■ Problem ■
Please convert every line of the data below into a Markdown table with two columns, "Row" and "Line". Number each row and leave out any blank lines.

■ Source data ■

— begin —

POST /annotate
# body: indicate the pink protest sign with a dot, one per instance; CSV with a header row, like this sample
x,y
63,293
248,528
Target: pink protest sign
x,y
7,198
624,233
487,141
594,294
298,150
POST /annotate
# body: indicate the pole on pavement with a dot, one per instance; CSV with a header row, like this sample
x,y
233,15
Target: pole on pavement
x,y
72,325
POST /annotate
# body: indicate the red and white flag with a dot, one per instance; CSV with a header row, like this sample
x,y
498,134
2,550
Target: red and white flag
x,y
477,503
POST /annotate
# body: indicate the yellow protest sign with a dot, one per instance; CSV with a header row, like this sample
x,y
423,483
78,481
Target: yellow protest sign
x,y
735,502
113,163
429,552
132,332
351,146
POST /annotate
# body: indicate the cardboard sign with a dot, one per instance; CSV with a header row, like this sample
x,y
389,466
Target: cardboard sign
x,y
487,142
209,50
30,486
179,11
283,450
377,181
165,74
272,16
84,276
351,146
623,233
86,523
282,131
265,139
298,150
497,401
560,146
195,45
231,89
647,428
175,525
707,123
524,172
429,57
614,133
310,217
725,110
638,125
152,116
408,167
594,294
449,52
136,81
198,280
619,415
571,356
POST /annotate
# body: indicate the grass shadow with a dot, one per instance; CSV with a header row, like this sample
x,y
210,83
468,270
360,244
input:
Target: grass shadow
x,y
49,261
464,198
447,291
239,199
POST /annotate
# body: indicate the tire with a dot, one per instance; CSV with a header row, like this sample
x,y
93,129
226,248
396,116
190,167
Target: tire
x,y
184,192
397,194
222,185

— end —

■ Problem solution ■
| Row | Line |
|---|---|
| 1 | POST /annotate |
| 2 | # body: indicate the pink protest sign with a dot, one per instance; CSV with a header row, like this sample |
| 3 | x,y |
| 4 | 63,293 |
| 5 | 248,528 |
| 6 | Target: pink protest sign |
| 7 | x,y |
| 8 | 7,198 |
| 9 | 624,233 |
| 10 | 487,141 |
| 11 | 594,294 |
| 12 | 298,150 |
| 13 | POST /annotate |
| 14 | # body: indicate the pole on pavement with a dot, one per instance; CSV with a header row, like this sample |
| 15 | x,y |
| 16 | 233,15 |
| 17 | Target: pole on pavement |
| 18 | x,y |
| 19 | 72,325 |
| 20 | POST /annotate |
| 21 | # body: indicate the red and white flag with a dot, one per instance; CSV with a header row, like this sample |
| 22 | x,y |
| 23 | 498,134 |
| 24 | 2,550 |
| 25 | Target: red and white flag |
| 26 | x,y |
| 27 | 477,503 |
| 28 | POST /annotate |
| 29 | # body: indicate the yellow protest sign with a dot, one per instance; CSV with a header row, like this sample |
| 30 | x,y |
| 31 | 423,483 |
| 32 | 78,481 |
| 33 | Target: yellow protest sign |
| 34 | x,y |
| 35 | 735,502 |
| 36 | 113,163 |
| 37 | 429,552 |
| 38 | 132,332 |
| 39 | 351,146 |
| 40 | POST /annotate |
| 41 | # body: indicate the cardboard sign with a dot, one per instance; CSV with a header row, like this sample |
| 42 | x,y |
| 43 | 389,466 |
| 44 | Target: cardboard sign |
| 45 | x,y |
| 46 | 487,142 |
| 47 | 209,50 |
| 48 | 30,486 |
| 49 | 179,11 |
| 50 | 283,450 |
| 51 | 377,181 |
| 52 | 165,74 |
| 53 | 272,16 |
| 54 | 84,276 |
| 55 | 351,146 |
| 56 | 623,233 |
| 57 | 86,523 |
| 58 | 282,131 |
| 59 | 265,139 |
| 60 | 298,150 |
| 61 | 497,401 |
| 62 | 560,146 |
| 63 | 195,45 |
| 64 | 231,89 |
| 65 | 647,428 |
| 66 | 175,525 |
| 67 | 707,123 |
| 68 | 524,172 |
| 69 | 429,57 |
| 70 | 614,133 |
| 71 | 310,217 |
| 72 | 725,110 |
| 73 | 638,125 |
| 74 | 152,116 |
| 75 | 408,167 |
| 76 | 594,294 |
| 77 | 449,52 |
| 78 | 136,81 |
| 79 | 198,280 |
| 80 | 619,415 |
| 81 | 571,356 |
| 82 | POST /annotate |
| 83 | # body: indicate the grass shadow with a dot, one per instance; CSV with a header row, like this sample |
| 84 | x,y |
| 85 | 210,83 |
| 86 | 468,270 |
| 87 | 360,244 |
| 88 | input: |
| 89 | Target: grass shadow |
| 90 | x,y |
| 91 | 49,261 |
| 92 | 464,198 |
| 93 | 447,291 |
| 94 | 239,199 |
| 95 | POST /annotate |
| 96 | # body: indicate the tire with a dot, one per instance; CSV with a header row, like this sample |
| 97 | x,y |
| 98 | 93,129 |
| 99 | 226,248 |
| 100 | 396,116 |
| 101 | 190,167 |
| 102 | Target: tire |
| 103 | x,y |
| 104 | 184,192 |
| 105 | 397,194 |
| 106 | 222,185 |